§ Excerpt
Published: January 2, 2004


AMARRA, Iraq, Dec. 28 — The intimate horror of the guerrilla war here in Iraq seems most vivid when seen through the sights of a sniper's rifle.

In an age of satellite-guided bombs dropped at featureless targets from 30,000 feet, Army snipers can see the expression on a man's face when the bullet hits.

"I shot one guy in the head, and his head exploded," said Sgt. Randy Davis, one of about 40 snipers in the Army's new 3,600-soldier Stryker Brigade, from Fort Lewis, Wash. "Usually, though, you just see a dust cloud pop up off their clothes, and see a little blood splatter come out the front."

Working in teams of two or three, Army snipers here in Iraq cloak themselves in the shadows of empty city buildings or burrow into desert sands with camouflage suits, waiting to fell guerrilla gunmen and their leaders with a single shot from as far as half a mile away.

As the counterinsurgency grinds into its ninth month, the Army is increasingly relying on snipers to protect infantry patrols sweeping through urban streets and alleyways, and to kill guerrilla leaders and disrupt their attacks.

"Properly employed, we can break the enemy's back," said Sergeant Davis, 25, who is from Murfreesboro, Tenn. "Our main targets are their main command and control elements and other high-value targets."

Soldiering is a violent business, and emotions in combat run high. But commanders say snipers are a different breed of warrior — quiet, unflappable marksmen who bring a dispassionate intensity to their deadly task.

"The good ones have to be calm, methodical and disciplined," said Lt. Col. Karl Reed, who commands the Stryker Brigade's Fifth Battalion, 20th Infantry, Sergeant Davis's parent unit.

In the month since he arrived here on his first combat tour, Sergeant Davis already has eight confirmed kills — including seven in a single day — and two "probables."

He and his partner, Specialist Chris Wilson, who has one confirmed kill, do not brag about their feats. Their words reflect a certain icy professionalism instilled in men who say they take no pleasure in killing, and try not to see their Iraqi foes as men with families and children.

"You don't think about it," said Specialist Wilson, 24, of Muncie, Ind., speaking at an austere base camp near here after a late-afternoon mission. "You just think about the lives of the guys to your left and right."

Sergeant Davis nodded in agreement: "As soon as they picked up a weapon and tried to engage U.S. soldiers, they forfeited all their rights to life, is how I look at it."

All soldiers are trained to destroy an opponent, but snipers have honed the art of killing to a fine edge. At a five-week training course at Fort Benning, Ga., they learn to stalk their prey, conceal their own movements, spot telltale signs of an enemy shooter and take down a target with a lone shot.

To qualify for the school, a soldier must already be an expert marksman, pass a physical examination and undergo a psychological screening ("To make sure they're not training a nut," Sergeant Davis said.) The rigorous course fails more than half of its students.

The demand for snipers is great enough that the Army has sent a team of trainers to Iraq to keep churning out new ones for the war effort here and in other hot spots.

§ Material provided

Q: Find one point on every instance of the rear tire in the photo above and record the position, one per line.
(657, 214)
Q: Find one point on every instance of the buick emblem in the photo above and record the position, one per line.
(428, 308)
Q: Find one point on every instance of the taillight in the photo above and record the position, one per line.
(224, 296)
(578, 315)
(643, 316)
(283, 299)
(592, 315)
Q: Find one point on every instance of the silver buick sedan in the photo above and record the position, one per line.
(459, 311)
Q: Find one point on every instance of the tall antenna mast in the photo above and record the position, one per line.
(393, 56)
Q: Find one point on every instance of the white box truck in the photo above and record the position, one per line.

§ Exercise description
In the article on Army snipers in Iraq, why has the Army sent a team of trainers to Iraq? Rely only on the article itself for what follows.

§ Solution to this problem
The demand for snipers is great enough that the Army sent trainers to keep producing new ones. They serve the war effort in Iraq and in other hot spots.